GIVEN PROBLEM >> Would you reproduce the lines verbatim, from the start of the lines through the line containing "20 64 L 69 97", both ends included, and leave the pictures out of your answer?
Begin STORED ROWS
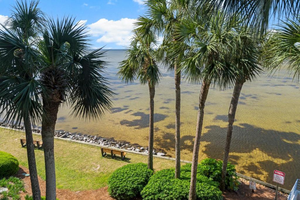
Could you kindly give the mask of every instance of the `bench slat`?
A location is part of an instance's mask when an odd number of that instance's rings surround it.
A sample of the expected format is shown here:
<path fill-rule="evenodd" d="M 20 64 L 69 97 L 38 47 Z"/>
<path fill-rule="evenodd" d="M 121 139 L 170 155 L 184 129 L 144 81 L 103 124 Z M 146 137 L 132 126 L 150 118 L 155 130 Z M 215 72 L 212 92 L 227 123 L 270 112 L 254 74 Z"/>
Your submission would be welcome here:
<path fill-rule="evenodd" d="M 22 145 L 22 147 L 24 147 L 27 145 L 27 143 L 26 139 L 20 139 L 21 144 Z M 33 140 L 33 142 L 34 145 L 35 145 L 37 146 L 39 149 L 40 149 L 42 148 L 42 146 L 43 145 L 43 142 L 38 140 Z M 26 144 L 23 145 L 24 144 Z"/>
<path fill-rule="evenodd" d="M 111 152 L 111 150 L 108 150 L 107 149 L 103 149 L 103 151 L 104 152 L 105 152 L 106 153 L 110 153 Z M 118 151 L 118 150 L 112 150 L 112 153 L 114 154 L 117 154 L 118 155 L 121 155 L 121 153 L 122 152 L 121 151 Z M 123 152 L 123 155 L 125 155 L 126 154 L 126 152 Z"/>
<path fill-rule="evenodd" d="M 102 156 L 105 157 L 106 155 L 106 153 L 110 154 L 112 158 L 114 158 L 116 157 L 116 155 L 120 155 L 121 156 L 121 158 L 122 160 L 124 160 L 125 159 L 125 155 L 126 155 L 126 152 L 122 151 L 115 149 L 109 149 L 107 148 L 101 148 L 101 152 L 102 154 Z"/>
End STORED ROWS
RESULT FOR THIS TASK >>
Could you kindly give the mask of every instance of the `bench slat`?
A location is part of an instance's mask when an odd number of that instance's rings surround it.
A sample of the expected format is shown here:
<path fill-rule="evenodd" d="M 20 64 L 69 97 L 38 47 Z"/>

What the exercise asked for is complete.